■ Task to carry out ■
Exactly reproduce the lines from the line containing "of the ceiling" to the end of the data below, inclusive, and nothing else.

..............................

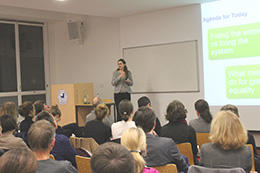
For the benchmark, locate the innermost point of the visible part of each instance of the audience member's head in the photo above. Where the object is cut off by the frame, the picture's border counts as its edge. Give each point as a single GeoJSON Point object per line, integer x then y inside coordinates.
{"type": "Point", "coordinates": [125, 109]}
{"type": "Point", "coordinates": [8, 123]}
{"type": "Point", "coordinates": [101, 111]}
{"type": "Point", "coordinates": [145, 118]}
{"type": "Point", "coordinates": [44, 115]}
{"type": "Point", "coordinates": [144, 101]}
{"type": "Point", "coordinates": [202, 107]}
{"type": "Point", "coordinates": [41, 136]}
{"type": "Point", "coordinates": [39, 106]}
{"type": "Point", "coordinates": [112, 158]}
{"type": "Point", "coordinates": [134, 140]}
{"type": "Point", "coordinates": [55, 111]}
{"type": "Point", "coordinates": [227, 131]}
{"type": "Point", "coordinates": [96, 101]}
{"type": "Point", "coordinates": [231, 108]}
{"type": "Point", "coordinates": [18, 161]}
{"type": "Point", "coordinates": [175, 111]}
{"type": "Point", "coordinates": [27, 110]}
{"type": "Point", "coordinates": [9, 108]}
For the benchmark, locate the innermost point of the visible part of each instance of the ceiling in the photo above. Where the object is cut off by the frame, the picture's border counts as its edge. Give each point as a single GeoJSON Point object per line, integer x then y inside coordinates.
{"type": "Point", "coordinates": [106, 8]}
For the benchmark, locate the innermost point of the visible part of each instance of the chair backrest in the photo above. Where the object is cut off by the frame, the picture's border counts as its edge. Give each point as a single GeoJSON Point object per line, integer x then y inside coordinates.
{"type": "Point", "coordinates": [253, 156]}
{"type": "Point", "coordinates": [75, 142]}
{"type": "Point", "coordinates": [202, 138]}
{"type": "Point", "coordinates": [169, 168]}
{"type": "Point", "coordinates": [201, 169]}
{"type": "Point", "coordinates": [52, 157]}
{"type": "Point", "coordinates": [186, 150]}
{"type": "Point", "coordinates": [83, 164]}
{"type": "Point", "coordinates": [87, 143]}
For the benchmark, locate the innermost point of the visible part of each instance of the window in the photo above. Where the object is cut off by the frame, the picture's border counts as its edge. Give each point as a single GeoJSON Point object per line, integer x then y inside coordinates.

..............................

■ Final answer ■
For the benchmark, locate the innermost point of the visible part of each instance of the ceiling in the photo above. Where the object is cut off by the frame, the picture's border counts as its edge. Give each point as a single GeoJSON Point object per line, integer x then y inside coordinates.
{"type": "Point", "coordinates": [106, 8]}
For the benchmark, locate the innermost point of the visible part of each instance of the chair backrest in the photo above. Where the object is cut off by the frame, the picture's border counts as its edge. Give each point as a single GeoJSON Point object per line, integer x then y inside coordinates.
{"type": "Point", "coordinates": [253, 156]}
{"type": "Point", "coordinates": [75, 142]}
{"type": "Point", "coordinates": [202, 138]}
{"type": "Point", "coordinates": [169, 168]}
{"type": "Point", "coordinates": [201, 169]}
{"type": "Point", "coordinates": [52, 157]}
{"type": "Point", "coordinates": [186, 150]}
{"type": "Point", "coordinates": [83, 164]}
{"type": "Point", "coordinates": [87, 143]}
For the benchmark, locate the innermost point of the visible part of each instance of the window in the photo above. Where the object is cut off by the frame, the picture's border counts as its edge. Give each point as a single GeoJSON Point object per line, integer x then y inside coordinates.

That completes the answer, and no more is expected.